> Task to complete
Continue the bovine agistment agreement from the point where it stops, writing the next part in the same style.

> Source
------
Bovine Agistment Agreement


BOVINE AGISTMENT AGREEMENT

 

       THIS AGREEMENT, made this day of , 2017, by and between From the Field Farm (Agister) and (Owner).

Recitals

       Agister possesses dairy facilities at 95401 South Kirk Road, Oregon City, Oregon 97045 (the “Dairy Facilities”), for the holding, caring for, and handling and milking of dairy cows. Owner has an undivided interest in a herd of twelve (12) dairy cows (the “Herd”) and desires to board the cows constituting Owner’s undivided interest in the Herd at the Dairy Facilities.

       Agister has agreed to provide care and boarding for the Herd at the Dairy Facilities for a fee fifty-two dollars ($52.00) per month per share; and Owner (together with the Herd Owners of all the undivided interests in the Herd, each of whom is entering into this or a similar agreement with Agister) desires to board cows constituting Owner’s undivided interest in the Herd with Agister and to have Agister pasture, care for, and milk the Herd.

 

      NOW, THEREFORE, it is agreed as follows:

  1. Definitions.  In addition to other terms defined in this Agreement, for purposes of this Agreement, the words:
    1.     “Agister” shall mean the person who will pasture and control the Herd at the Dairy Facilities; feed, maintain and care for the Herd; milk the Herd; and prepare the production of the Herd for pick up by Herd Owners or their agents.
------
[Source records]
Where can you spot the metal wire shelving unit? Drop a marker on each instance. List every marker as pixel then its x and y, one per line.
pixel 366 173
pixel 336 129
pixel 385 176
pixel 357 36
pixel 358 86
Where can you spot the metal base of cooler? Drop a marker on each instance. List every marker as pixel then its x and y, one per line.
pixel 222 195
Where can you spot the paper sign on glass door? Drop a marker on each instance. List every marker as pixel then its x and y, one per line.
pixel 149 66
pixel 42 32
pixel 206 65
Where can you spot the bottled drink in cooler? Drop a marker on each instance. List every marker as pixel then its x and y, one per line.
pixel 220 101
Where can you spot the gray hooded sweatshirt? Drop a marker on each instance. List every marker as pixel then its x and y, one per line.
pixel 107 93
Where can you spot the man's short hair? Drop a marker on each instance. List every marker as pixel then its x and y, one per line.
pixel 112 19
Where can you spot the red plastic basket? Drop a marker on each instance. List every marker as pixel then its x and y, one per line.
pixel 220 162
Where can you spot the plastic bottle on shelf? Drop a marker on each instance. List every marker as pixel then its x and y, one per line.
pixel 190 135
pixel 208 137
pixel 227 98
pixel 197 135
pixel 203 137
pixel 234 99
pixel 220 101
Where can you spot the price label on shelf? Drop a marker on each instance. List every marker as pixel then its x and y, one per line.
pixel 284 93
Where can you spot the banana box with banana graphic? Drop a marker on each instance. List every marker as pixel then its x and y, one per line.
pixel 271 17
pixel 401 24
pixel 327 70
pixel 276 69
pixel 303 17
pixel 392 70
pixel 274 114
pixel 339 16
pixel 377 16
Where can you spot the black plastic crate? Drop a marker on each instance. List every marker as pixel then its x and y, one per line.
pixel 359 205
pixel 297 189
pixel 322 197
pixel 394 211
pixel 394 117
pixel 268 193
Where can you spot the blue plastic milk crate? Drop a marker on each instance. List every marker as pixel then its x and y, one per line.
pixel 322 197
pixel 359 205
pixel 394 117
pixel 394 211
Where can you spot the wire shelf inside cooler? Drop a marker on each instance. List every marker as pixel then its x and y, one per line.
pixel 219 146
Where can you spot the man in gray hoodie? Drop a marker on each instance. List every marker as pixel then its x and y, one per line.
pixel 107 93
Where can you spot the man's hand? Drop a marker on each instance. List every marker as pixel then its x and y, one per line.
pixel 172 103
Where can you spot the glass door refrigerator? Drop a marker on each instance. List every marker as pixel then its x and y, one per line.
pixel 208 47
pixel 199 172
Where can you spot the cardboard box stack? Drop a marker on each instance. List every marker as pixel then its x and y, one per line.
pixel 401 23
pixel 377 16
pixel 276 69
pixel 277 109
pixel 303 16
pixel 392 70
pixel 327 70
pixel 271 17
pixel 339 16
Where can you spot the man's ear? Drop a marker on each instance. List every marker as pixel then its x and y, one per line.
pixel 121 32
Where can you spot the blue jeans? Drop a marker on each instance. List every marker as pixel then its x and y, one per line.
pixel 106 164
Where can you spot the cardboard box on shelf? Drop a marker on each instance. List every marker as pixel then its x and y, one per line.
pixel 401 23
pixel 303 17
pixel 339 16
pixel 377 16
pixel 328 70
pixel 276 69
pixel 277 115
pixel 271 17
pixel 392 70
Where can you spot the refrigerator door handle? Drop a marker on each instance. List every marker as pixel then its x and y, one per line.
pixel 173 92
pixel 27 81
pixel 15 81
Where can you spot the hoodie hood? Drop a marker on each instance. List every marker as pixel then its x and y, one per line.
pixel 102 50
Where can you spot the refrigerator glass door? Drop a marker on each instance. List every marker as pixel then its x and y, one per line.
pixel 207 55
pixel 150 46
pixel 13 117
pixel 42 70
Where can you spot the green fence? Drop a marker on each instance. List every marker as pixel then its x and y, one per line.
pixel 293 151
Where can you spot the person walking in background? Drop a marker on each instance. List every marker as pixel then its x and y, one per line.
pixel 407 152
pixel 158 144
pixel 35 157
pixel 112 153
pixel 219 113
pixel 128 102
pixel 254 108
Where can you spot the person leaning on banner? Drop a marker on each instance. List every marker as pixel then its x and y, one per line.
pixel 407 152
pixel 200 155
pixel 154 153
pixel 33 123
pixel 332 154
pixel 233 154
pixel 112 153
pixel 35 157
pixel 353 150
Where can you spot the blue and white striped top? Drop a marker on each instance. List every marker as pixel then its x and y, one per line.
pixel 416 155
------
> Response
    2.     “Agistment” shall mean pasturing and controlling the Herd at the Dairy Facilities; feeding, maintaining and caring for the Herd; milking the Herd and preparing the production from the Herd for pick up by Herd Owners or their agents.
    3.     “Herd” means the dairy cows referred to in the Recital above, augmented annually by any increases (male as well as female) and replacements, and diminished annually by any decreases.
    4.     “Herd Agreements” shall mean collectively this Agreement and all of the other substantially similar agreements signed by the owners of the remaining undivided interests in the Herd.
    5.     “Owner” shall mean the person who possesses an undivided interest in the Herd.
    6.     “Herd Owners” shall mean collectively all the owners of undivided interests in the Herd.
    7.     “Percentage Interest” shall mean the undivided percentage interest of Owner (or another person) in the Herd determined by dividing the total number of the Owner’s (or other person’s) shares in the Herd by the total number of shares authorized to be sold in the Herd.
  1. Boarding Fees.  
    1.        For boarding his/her undivided interest in the Herd, Owner shall pay to Agister a monthly boarding fee of ____________ dollars ($_____)  at forty-five dollars ($45.00) per share owned by Owner.  The first month’s boarding fee is to be paid with the execution of this Agreement.  Thereafter, the boarding fee shall be paid by Owner to Agister, in advance, on or before the first day of each month during the time this Agreement is in effect.  The parties agree that the amount of the boarding fee is a fair and reasonable charge for the services and supplies to be provided by Agister to Owner under this Agreement.
    2.        Agister may at his discretion adjust the boarding fee up to twice each year to cover any increased expense of boarding and caring for the Herd.
  2. Shares of Milk.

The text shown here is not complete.